# SP2XR CSV/ZIP to Parquet Conversion Configuration Template
#
# This file contains all parameters for converting raw SP2XR data files
# to time-indexed Parquet format.
#
# USAGE:
#   1. Update the paths and parameters below for your dataset
#   2. Run: python scripts/sp2xr_csv2parquet.py --config conversion_config_template.yaml
#
# NOTES:
# - For local execution, the script auto-detects available CPU cores and memory
# - Output files are organized by date and hour: target_directory/date=YYYY-MM-DD/hour=HH/
# - Processing is parallelized using Dask for efficient handling of large datasets
# - You can monitor progress via the Dask dashboard (URL printed when script starts)


# Directory containing your raw SP2XR files (CSV or ZIP format)
source_directory: data/SP2XR_orig_files

# Output directory for converted Parquet files
target_directory: data/pbp_files_parquet_2

# Path to your data schema config file (generated by sp2xr_generate_config.py)
schema_config: config/new_data_schema_with_mapping.yaml


# Pattern to filter which files to process
# "PbP" for particle-by-particle data, "hk" for housekeeping data
file_filter: PbP


# Number of files to process in each batch
# Larger values = more memory usage but potentially faster
# Smaller values = less memory usage but more overhead
chunk_size: 100


# Execution mode: "local" or "slurm"
# - local: Use your local machine (laptop/desktop)
# - slurm: Use a SLURM cluster (HPC environment)
execution_mode: local


# --- SLURM-specific parameters (ignored if execution_mode: local) ---

# Number of CPU cores per SLURM job
slurm_cores: 64

# Memory per SLURM job (e.g., "128GB", "256GB")
slurm_memory: 128GB

# SLURM partition to use
# Common values: "hourly", "daily", "general"
slurm_partition: daily

# Walltime for SLURM job (e.g., "01:00:00" for 1 hour, "23:59:00" for 1 day)
# If not specified, defaults based on partition:
#   - hourly: 00:59:00
#   - daily: 23:59:00
#   - general: 7-00:00:00
slurm_walltime: null

Entries from a pointing dataset
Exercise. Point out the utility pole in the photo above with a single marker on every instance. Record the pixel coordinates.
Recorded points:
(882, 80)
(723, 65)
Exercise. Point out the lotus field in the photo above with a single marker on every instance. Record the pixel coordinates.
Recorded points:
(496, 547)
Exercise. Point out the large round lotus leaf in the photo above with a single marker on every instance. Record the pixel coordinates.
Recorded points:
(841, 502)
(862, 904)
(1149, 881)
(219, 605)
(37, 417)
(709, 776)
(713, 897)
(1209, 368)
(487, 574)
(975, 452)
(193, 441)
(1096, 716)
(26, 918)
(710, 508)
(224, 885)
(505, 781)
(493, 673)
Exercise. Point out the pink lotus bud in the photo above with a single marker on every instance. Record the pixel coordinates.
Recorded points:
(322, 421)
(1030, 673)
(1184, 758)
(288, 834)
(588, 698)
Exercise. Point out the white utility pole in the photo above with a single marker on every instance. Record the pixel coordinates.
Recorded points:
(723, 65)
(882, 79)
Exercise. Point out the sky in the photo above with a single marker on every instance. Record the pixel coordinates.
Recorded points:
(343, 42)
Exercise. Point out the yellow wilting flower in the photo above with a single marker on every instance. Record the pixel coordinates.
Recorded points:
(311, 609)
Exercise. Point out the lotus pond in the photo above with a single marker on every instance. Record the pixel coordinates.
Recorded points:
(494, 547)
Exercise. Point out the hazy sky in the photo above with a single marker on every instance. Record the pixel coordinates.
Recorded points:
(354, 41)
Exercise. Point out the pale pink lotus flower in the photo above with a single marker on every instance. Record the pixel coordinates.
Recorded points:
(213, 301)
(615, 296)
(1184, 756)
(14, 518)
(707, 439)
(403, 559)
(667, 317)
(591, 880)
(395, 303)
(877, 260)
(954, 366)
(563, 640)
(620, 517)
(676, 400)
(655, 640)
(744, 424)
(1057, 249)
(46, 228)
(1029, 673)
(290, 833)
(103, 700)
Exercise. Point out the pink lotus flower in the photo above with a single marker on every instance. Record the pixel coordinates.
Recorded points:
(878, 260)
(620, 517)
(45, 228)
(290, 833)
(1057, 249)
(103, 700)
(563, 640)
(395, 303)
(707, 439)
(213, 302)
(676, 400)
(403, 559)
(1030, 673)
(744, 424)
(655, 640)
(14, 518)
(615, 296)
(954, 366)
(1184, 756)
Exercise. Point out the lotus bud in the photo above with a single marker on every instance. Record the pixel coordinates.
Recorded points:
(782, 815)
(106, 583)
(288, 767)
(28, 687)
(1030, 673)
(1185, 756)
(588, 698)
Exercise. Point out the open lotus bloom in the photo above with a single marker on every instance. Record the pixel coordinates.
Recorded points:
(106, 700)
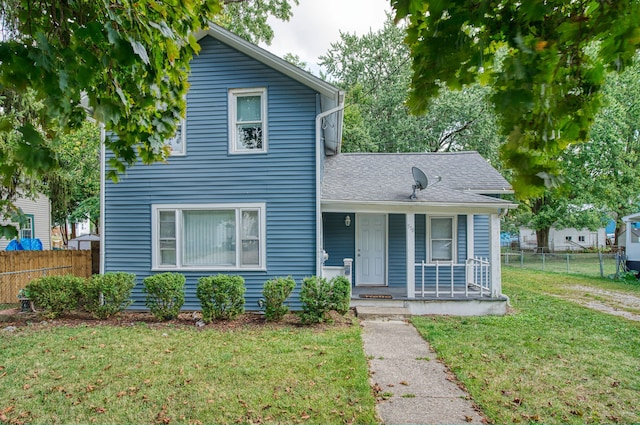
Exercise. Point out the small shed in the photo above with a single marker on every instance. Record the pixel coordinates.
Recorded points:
(632, 240)
(82, 241)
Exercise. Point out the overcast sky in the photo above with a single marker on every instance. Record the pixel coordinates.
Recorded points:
(317, 23)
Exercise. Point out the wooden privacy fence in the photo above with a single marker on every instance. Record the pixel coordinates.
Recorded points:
(18, 268)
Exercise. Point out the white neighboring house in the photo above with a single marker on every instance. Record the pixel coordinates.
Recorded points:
(569, 239)
(38, 212)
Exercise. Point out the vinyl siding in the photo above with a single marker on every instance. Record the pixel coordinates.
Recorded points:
(462, 239)
(283, 178)
(339, 240)
(481, 236)
(421, 237)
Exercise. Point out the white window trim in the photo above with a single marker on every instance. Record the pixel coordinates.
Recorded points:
(155, 234)
(183, 136)
(454, 239)
(233, 93)
(31, 228)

EXERCISE INSTRUCTIONS
[1] Please print the SP2XR conversion template from "source_directory: data/SP2XR_orig_files" to "(generated by sp2xr_generate_config.py)".
[2] According to the SP2XR conversion template, what walltime is used by default for the "general" partition when none is specified?

SOLUTION LIST
[1]
source_directory: data/SP2XR_orig_files

# Output directory for converted Parquet files
target_directory: data/pbp_files_parquet_2

# Path to your data schema config file (generated by sp2xr_generate_config.py)

[2] 7-00:00:00